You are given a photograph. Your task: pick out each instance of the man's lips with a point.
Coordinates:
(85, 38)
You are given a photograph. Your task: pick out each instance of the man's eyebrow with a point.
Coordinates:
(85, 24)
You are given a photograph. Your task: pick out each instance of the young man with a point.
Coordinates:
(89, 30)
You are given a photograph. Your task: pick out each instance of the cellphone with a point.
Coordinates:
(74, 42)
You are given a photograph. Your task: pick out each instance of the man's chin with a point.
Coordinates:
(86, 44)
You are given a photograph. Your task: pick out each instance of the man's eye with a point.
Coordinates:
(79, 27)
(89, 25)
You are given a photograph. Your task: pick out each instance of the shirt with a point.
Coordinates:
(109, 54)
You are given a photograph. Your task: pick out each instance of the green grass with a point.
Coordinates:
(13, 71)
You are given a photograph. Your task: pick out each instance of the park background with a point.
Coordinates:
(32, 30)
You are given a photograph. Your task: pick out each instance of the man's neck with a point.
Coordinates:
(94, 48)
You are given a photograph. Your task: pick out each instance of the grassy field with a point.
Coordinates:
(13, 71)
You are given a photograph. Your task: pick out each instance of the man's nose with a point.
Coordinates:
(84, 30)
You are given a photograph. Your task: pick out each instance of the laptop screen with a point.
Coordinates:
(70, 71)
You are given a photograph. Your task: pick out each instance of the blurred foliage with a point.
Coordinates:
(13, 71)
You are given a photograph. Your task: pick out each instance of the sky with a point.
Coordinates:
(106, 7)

........

Assignment: Copy the listing above out again in its entirety, exactly as written.

Your response:
You are given a photograph. Your task: pick out each instance of the man's lips with a point.
Coordinates:
(85, 38)
You are given a photograph. Your task: pick out each instance of the man's eyebrow with a point.
Coordinates:
(85, 24)
You are given a photograph. Your task: pick out each instance of the young man with a point.
Coordinates:
(89, 30)
You are given a photograph. Your task: pick out each instance of the cellphone with a point.
Coordinates:
(74, 42)
You are given a photograph. Your task: pick out each instance of the man's chin with a point.
Coordinates:
(86, 44)
You are given a photograph. Your task: pick out each instance of the man's eye with a point.
Coordinates:
(79, 27)
(89, 25)
You are given a photograph. Your task: pick out each instance of the shirt with a point.
Coordinates:
(109, 54)
You are given a photograph. Your task: pick out each instance of the green grass with a point.
Coordinates:
(13, 71)
You are given a photograph. Your task: pick out each instance of the park background with a point.
Coordinates:
(32, 30)
You are given a photograph. Your task: pick out each instance of the man's neck with a point.
Coordinates:
(94, 48)
You are given a photograph. Your task: pick out each instance of the grassy field with a point.
Coordinates:
(13, 71)
You are given a photograph. Your task: pick out each instance of the man's nose with a point.
Coordinates:
(84, 30)
You are given a photograph. Your task: pick out each instance of the laptop screen with a point.
Coordinates:
(70, 71)
You are given a photograph. Your task: pick out each instance of the blurred foliage with a point.
Coordinates:
(13, 71)
You are given a photograph. Your task: pick out each instance of the sky with a point.
Coordinates:
(106, 7)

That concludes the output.